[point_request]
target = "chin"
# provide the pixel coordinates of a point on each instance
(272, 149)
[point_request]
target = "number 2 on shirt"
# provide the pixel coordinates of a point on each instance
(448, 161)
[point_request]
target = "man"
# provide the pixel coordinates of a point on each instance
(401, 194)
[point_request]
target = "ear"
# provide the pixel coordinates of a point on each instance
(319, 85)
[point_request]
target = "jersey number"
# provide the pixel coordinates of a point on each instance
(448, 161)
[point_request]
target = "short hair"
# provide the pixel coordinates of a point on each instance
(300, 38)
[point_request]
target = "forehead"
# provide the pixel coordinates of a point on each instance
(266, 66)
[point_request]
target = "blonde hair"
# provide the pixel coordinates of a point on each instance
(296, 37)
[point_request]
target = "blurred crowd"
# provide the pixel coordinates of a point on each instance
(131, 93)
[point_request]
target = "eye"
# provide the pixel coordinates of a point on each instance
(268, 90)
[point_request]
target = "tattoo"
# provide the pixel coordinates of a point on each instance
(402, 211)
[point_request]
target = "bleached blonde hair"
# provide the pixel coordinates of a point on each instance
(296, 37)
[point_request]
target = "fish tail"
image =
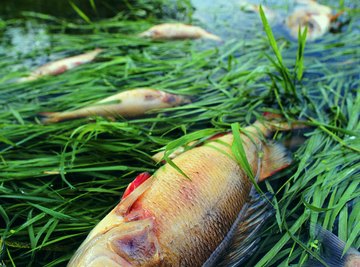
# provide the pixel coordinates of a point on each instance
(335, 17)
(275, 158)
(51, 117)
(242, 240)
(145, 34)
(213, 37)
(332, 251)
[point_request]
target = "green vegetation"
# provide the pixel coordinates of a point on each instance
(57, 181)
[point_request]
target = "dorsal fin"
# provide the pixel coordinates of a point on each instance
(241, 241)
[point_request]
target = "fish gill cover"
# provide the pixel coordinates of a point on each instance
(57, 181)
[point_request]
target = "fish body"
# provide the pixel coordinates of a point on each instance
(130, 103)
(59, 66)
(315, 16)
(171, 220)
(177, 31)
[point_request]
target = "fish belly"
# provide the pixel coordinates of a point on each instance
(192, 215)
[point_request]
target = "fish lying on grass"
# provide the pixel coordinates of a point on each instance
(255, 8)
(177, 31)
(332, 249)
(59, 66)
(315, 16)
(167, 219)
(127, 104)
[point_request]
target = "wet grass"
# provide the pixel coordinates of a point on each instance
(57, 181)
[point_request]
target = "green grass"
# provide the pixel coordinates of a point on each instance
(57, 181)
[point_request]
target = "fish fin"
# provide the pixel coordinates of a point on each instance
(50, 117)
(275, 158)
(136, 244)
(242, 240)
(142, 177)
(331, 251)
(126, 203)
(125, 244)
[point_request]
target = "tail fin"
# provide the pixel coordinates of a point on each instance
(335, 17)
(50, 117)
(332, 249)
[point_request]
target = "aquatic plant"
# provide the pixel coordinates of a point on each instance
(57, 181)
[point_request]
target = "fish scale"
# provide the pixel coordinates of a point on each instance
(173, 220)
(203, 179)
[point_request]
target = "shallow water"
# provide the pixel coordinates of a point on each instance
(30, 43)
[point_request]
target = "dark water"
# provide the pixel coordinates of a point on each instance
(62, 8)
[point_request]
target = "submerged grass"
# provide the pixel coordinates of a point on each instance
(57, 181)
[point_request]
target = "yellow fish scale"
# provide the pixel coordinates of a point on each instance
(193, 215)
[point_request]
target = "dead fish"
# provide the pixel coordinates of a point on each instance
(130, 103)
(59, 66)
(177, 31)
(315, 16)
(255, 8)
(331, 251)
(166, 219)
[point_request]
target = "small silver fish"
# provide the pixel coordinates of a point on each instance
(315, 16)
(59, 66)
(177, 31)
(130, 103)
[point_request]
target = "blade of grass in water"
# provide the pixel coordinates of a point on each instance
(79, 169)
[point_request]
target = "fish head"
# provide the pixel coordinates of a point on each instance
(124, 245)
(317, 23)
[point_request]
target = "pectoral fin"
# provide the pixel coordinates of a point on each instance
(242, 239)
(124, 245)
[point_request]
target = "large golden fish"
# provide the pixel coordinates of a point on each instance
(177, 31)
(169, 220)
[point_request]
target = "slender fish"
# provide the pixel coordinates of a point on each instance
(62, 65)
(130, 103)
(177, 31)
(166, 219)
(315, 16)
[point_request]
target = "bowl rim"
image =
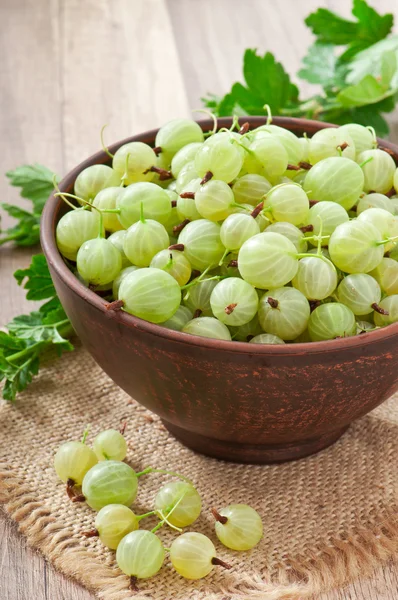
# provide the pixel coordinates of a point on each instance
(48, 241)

+++

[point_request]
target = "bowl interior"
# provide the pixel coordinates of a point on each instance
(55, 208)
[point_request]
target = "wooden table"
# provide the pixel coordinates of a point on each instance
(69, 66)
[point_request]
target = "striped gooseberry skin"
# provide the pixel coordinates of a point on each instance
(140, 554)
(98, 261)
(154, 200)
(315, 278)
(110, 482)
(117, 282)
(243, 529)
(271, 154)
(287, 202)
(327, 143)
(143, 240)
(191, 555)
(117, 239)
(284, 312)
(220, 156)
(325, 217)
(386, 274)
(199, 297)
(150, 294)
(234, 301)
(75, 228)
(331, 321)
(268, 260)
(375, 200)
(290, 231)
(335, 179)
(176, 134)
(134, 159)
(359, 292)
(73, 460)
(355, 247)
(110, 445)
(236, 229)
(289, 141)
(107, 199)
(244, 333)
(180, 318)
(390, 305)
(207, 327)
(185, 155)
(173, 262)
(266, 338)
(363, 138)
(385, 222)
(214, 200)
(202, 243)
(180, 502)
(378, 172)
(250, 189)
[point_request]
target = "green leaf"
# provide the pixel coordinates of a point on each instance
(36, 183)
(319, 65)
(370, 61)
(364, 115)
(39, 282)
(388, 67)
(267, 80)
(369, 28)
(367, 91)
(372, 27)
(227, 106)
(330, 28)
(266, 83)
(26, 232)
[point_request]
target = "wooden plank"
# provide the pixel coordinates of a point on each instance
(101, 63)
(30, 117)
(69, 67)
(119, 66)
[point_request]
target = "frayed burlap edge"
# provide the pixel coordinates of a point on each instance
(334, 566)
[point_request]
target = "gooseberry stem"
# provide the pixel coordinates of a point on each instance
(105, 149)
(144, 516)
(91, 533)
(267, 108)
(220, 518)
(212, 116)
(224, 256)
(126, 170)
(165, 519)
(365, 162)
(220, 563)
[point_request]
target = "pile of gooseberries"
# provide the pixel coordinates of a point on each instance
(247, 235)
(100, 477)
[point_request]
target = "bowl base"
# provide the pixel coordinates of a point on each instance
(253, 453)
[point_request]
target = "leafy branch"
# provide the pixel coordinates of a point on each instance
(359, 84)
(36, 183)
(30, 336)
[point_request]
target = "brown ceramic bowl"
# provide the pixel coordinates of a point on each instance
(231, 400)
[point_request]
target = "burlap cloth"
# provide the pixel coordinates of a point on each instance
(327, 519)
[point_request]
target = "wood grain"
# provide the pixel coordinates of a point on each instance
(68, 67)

+++

• _THE PROBLEM_:
Extract each line from the entries above that contains the string "bowl".

• _FINISHED TASK_:
target = "bowl rim"
target = "bowl interior"
target = "bowl base"
target = "brown ceramic bowl"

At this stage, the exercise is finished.